─── INPUT FOR THIS TASK ───

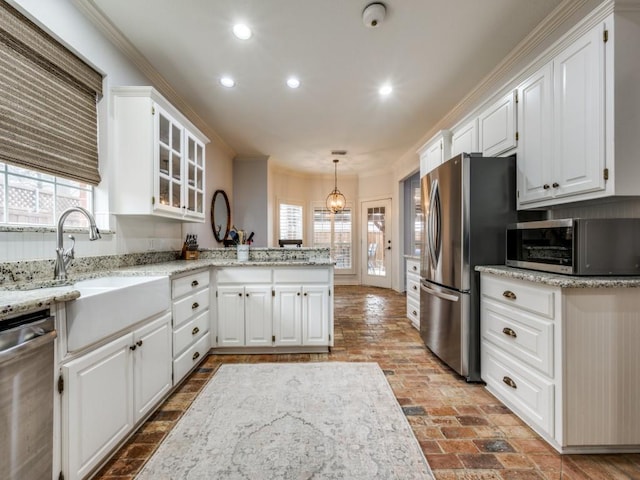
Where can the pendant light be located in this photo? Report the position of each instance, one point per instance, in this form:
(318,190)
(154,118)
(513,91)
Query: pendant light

───

Output the rows above as a JSON list of strings with one string per line, skipping blank lines and leaving out the pictures.

[
  "Where can the pendant light be located in this photo? Report the position of each instance, one point per instance, in this form:",
  "(318,190)",
  "(154,118)",
  "(513,91)",
  "Query: pendant light"
]